>> Begin Dataset excerpts

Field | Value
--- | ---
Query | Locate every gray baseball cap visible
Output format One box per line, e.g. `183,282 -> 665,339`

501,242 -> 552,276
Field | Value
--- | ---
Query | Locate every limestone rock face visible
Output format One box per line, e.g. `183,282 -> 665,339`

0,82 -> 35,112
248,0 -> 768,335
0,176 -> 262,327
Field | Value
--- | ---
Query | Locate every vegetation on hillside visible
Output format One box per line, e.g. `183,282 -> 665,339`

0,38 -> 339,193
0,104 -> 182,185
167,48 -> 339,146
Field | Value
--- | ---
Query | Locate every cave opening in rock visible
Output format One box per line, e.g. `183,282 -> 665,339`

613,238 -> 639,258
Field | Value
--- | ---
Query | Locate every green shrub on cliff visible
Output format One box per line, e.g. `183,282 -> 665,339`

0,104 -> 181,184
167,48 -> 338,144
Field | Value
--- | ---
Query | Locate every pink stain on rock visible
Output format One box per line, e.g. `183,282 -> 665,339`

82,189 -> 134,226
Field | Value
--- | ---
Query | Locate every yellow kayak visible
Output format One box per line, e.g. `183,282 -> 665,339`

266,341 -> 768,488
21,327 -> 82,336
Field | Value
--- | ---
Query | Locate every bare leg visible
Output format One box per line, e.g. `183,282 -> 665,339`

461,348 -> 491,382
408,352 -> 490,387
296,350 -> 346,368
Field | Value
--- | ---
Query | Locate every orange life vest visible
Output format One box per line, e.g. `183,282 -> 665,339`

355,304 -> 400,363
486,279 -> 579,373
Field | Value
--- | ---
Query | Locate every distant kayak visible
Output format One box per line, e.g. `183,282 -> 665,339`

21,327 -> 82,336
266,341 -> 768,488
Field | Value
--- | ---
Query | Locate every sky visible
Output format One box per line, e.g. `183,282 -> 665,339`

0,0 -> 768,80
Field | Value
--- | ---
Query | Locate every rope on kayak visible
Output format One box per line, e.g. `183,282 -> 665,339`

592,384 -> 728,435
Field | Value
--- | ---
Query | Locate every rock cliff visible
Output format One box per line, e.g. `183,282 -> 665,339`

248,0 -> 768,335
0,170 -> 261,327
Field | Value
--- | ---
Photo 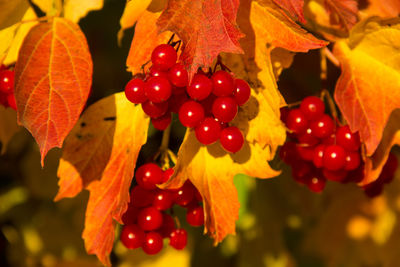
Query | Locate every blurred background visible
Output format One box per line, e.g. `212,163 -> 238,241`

0,0 -> 400,267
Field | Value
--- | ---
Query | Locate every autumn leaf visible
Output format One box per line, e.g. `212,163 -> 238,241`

15,18 -> 92,166
126,11 -> 172,74
334,19 -> 400,156
55,93 -> 149,265
273,0 -> 307,24
325,0 -> 358,31
157,0 -> 243,80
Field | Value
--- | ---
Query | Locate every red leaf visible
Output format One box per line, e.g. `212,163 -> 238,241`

273,0 -> 307,23
15,18 -> 92,165
157,0 -> 243,79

>> End Dataset excerpts

* Job: Omit the pictures, and quote the material above exactly as given.

* Written solution:
Field | Value
--- | ---
Query | Locate every gray baseball cap visible
Output format One box per line, e.g. `183,282 -> 665,339`

501,242 -> 552,276
Field | Value
--- | ---
Query | Locate every limestone rock face visible
Output format One box per line, e.g. `183,282 -> 665,339`

0,82 -> 35,112
248,0 -> 768,335
0,176 -> 262,327
Field | Value
--- | ---
Query | Locate every vegetation on hillside visible
Output format One box per line, e.g. `183,282 -> 665,339`

0,38 -> 339,193
0,104 -> 182,185
167,48 -> 339,146
Field | Value
--- | ---
Query | Locate every cave opening in rock visible
Output format One box per line, e.g. `183,282 -> 665,339`

613,238 -> 639,258
Field | Value
--- | ---
Query | Locate every green shrub on cliff visible
Output format One box per line, e.g. `183,282 -> 665,339`

0,104 -> 181,184
167,48 -> 338,144
Field | Value
--- | ---
Query | Locate every pink stain on rock visible
Output format One box per line, e.g. `183,282 -> 665,339`

82,189 -> 134,226
Field | Value
--- | ---
Query | Locate every yellow kayak visible
Output format One box per line, e.g. `183,282 -> 665,339`

266,341 -> 768,488
21,327 -> 82,336
Field | Value
--- | ---
Query | Locate every bare leg visible
Output format One box per line, e.g. `183,282 -> 665,339`

461,348 -> 491,382
408,352 -> 490,387
296,350 -> 346,368
Field | Value
--- | ---
Query | Locate every orange life vest visible
Output format One box per line, e.g. `183,282 -> 665,339`

355,304 -> 400,363
486,279 -> 579,373
Field | Value
--- | ---
Query | Locate every distant kayak visible
Output format One box per line, e.g. `183,282 -> 665,339`

21,327 -> 82,336
266,341 -> 768,488
Field | Value
--- | ---
Query | Locate every sky visible
Output format One box per line, e.g. `183,282 -> 665,339`

0,0 -> 768,80
Field | Value
--- | ---
Query | Locate every rope on kayak visible
Output format One box per line, e.g. `183,282 -> 665,339`

592,384 -> 728,435
Field | Value
--- | ---
Query | Locate every rock cliff visible
Output format One box per line, e.g. `183,282 -> 665,339`

248,0 -> 768,335
0,170 -> 261,327
Field | Value
--- | ---
Photo 
Query | Locate every blurred background visible
Output format One box per line, e.g. `212,163 -> 238,241`

0,0 -> 400,267
Field | Value
--- | ---
Query | Locate every autumn leaf visible
Output format One box per line, e.g. `212,163 -> 238,241`

15,18 -> 92,166
126,11 -> 172,74
334,19 -> 400,156
55,93 -> 149,265
273,0 -> 307,24
325,0 -> 358,31
157,0 -> 243,80
Field | Value
--- | ---
Query | Locate every red leaf visible
Output format One box per line, e.g. `212,163 -> 238,241`

273,0 -> 307,23
15,18 -> 92,165
157,0 -> 243,79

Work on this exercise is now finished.